[Your objective] Which lines in the records below contain the string "instance"? Report each such line in full.

[Data for this task]
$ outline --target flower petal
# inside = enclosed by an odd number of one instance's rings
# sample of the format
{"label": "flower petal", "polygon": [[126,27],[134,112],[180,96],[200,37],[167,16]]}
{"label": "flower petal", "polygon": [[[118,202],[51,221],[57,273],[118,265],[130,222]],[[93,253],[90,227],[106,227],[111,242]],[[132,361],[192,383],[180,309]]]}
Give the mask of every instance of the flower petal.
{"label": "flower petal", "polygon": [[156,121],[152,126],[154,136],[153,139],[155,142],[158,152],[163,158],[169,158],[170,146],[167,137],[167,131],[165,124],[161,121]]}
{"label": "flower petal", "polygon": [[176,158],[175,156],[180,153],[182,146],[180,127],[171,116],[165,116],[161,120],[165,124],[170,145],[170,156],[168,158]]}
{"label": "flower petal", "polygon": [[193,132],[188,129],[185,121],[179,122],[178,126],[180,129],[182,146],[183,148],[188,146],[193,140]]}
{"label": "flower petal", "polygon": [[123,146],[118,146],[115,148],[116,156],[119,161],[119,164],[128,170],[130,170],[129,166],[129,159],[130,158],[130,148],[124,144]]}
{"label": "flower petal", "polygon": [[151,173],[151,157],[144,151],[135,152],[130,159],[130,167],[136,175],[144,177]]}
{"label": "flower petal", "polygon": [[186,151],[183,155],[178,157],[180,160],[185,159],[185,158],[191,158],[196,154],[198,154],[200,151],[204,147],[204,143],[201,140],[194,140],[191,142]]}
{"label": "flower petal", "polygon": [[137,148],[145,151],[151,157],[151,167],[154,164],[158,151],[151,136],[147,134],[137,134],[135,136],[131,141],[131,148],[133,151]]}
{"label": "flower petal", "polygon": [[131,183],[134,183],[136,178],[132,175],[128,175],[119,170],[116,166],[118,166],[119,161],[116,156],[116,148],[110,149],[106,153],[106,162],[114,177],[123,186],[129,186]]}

[Result of the exercise]
# inside = enclosed by an odd number of one instance's rings
Give the mask of every instance of the flower petal.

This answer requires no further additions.